Coordinate labeling data

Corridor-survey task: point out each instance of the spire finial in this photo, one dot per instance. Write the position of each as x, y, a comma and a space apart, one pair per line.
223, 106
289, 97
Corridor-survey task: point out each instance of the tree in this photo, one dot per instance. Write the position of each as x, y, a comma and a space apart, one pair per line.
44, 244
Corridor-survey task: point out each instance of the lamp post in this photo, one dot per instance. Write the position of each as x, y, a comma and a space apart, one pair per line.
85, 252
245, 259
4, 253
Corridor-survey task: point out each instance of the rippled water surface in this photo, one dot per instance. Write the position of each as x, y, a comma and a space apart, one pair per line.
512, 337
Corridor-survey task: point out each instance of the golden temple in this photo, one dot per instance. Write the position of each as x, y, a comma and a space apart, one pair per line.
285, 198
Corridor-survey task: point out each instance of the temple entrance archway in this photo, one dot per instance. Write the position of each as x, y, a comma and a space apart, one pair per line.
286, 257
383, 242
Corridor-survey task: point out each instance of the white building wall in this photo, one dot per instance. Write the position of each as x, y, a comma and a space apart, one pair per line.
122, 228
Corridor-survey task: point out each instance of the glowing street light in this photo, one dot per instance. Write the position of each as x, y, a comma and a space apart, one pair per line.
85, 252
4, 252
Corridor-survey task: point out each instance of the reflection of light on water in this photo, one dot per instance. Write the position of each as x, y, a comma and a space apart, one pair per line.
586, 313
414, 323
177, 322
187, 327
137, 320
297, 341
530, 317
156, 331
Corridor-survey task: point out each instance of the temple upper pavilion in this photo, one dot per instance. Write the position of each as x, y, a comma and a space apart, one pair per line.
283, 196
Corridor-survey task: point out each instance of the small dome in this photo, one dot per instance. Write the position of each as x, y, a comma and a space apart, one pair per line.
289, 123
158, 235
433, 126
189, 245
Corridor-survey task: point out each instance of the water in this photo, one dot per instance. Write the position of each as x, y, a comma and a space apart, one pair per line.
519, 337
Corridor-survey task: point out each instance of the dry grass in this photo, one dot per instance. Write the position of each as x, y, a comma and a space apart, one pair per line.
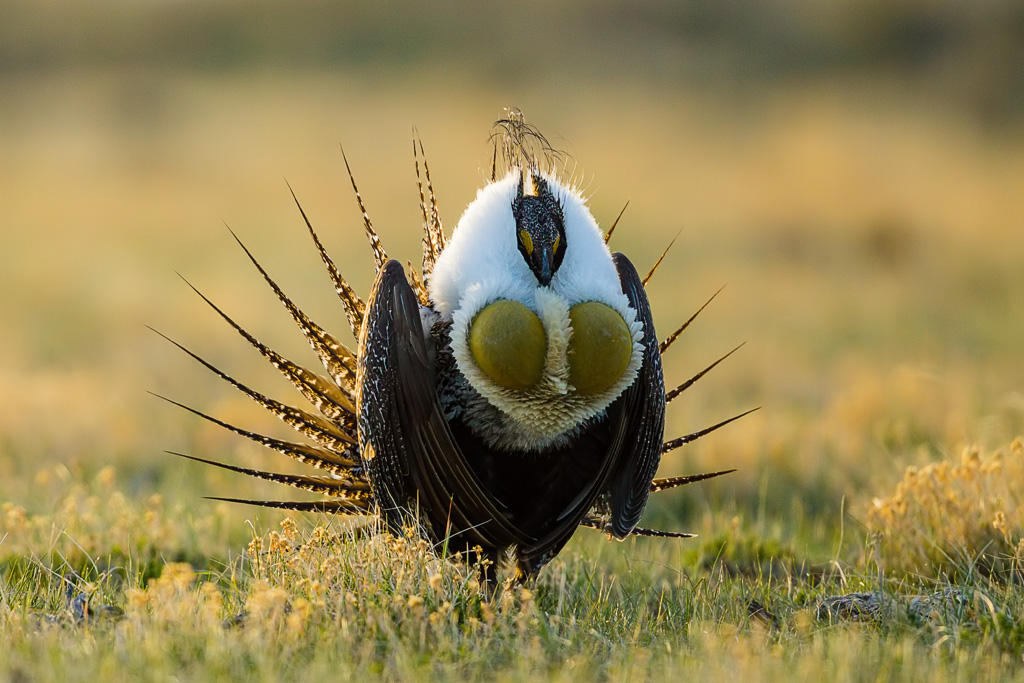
869, 232
948, 517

● Exercise aim: Copy every line of the data, from the one containing "Corridor-survey task: point out each instance of the glowing" through the end of the data, inclusive, and add 44 to each coordinate in the answers. Leave the pictures out.

● In response:
Corridor-survey task: point out each instance of the glowing street light in this photo, one dot per instance. Write the position of each as x, y, a comma and a space apart, one pair per line.
129, 296
48, 296
Corridor-survey task: point out each instance of the reflection of light on water in this photo, one dot per instance. Write the position of each as x, y, a comma and a space apart, one pair per line.
630, 357
458, 367
221, 366
231, 371
181, 364
341, 385
574, 361
200, 375
Corridor-survey task: point out each instance of the temple upper pavilion in this photo, one dot per instance. Write the position of each as x, y, a comma and a space apart, one pair per line.
327, 240
Corridor-survey task: point out each instance of the small dome in this photo, one dot per instance. Write the position of each as x, y, a comma and a space apart, one pair per line.
333, 167
202, 279
477, 170
233, 289
Corridor-survey task: point out each instance of the water in this photo, one dot per instance. Write the position of each as x, y, a comma and a space apart, one pair per line.
563, 381
Corridor-survey task: point out each instance of the dry grass in this photo, one dot per instance. Write the position of each as x, y, a comma and a space apart, one pair per line.
913, 276
992, 561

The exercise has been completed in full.